**What you will do**
Output the lines below exactly, please, from the first line until the line with "# put one marker on each instance of the cactus flower", counting both.

**Supplied information**
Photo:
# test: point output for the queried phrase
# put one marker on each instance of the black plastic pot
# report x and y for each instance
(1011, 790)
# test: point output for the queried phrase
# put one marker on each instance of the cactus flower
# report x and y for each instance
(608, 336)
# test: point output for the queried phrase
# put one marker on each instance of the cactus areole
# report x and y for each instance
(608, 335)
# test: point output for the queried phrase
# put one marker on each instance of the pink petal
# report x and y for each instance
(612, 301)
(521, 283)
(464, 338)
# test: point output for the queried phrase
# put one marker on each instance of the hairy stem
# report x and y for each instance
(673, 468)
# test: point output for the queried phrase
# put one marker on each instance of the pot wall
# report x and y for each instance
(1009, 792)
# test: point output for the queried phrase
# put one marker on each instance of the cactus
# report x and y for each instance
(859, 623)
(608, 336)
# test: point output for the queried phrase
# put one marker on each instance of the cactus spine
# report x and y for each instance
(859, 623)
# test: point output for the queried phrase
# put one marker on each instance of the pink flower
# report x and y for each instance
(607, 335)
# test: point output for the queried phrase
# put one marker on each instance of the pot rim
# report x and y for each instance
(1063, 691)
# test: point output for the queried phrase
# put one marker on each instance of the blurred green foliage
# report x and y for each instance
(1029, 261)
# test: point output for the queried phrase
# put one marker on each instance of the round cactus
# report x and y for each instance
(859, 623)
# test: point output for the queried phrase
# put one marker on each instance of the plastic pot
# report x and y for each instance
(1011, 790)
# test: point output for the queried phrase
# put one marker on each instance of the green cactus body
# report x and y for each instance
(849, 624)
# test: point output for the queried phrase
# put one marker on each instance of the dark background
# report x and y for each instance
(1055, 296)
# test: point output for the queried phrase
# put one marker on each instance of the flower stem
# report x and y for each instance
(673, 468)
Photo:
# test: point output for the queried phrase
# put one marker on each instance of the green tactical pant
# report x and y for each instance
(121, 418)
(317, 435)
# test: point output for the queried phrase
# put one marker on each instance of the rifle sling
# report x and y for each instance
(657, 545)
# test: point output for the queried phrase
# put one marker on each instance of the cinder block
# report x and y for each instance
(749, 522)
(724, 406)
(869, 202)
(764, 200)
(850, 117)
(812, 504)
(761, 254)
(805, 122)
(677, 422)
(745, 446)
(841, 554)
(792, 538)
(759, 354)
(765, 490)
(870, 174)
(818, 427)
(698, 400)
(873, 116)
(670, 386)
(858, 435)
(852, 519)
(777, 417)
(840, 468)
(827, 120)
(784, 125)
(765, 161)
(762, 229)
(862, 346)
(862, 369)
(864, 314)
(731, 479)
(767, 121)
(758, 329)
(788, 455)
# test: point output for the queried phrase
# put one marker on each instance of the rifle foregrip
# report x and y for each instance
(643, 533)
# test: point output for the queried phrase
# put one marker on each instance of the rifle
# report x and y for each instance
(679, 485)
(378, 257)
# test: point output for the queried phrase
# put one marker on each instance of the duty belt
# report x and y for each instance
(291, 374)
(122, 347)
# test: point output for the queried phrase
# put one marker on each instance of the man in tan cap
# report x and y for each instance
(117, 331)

**Exercise output**
Photo:
# test: point output for the queried phrase
# put one marker on each instance of the black plastic pot
# report x and y for each instance
(1011, 790)
# test: point output for the queried phrase
# put one marker on each instance of the cactus flower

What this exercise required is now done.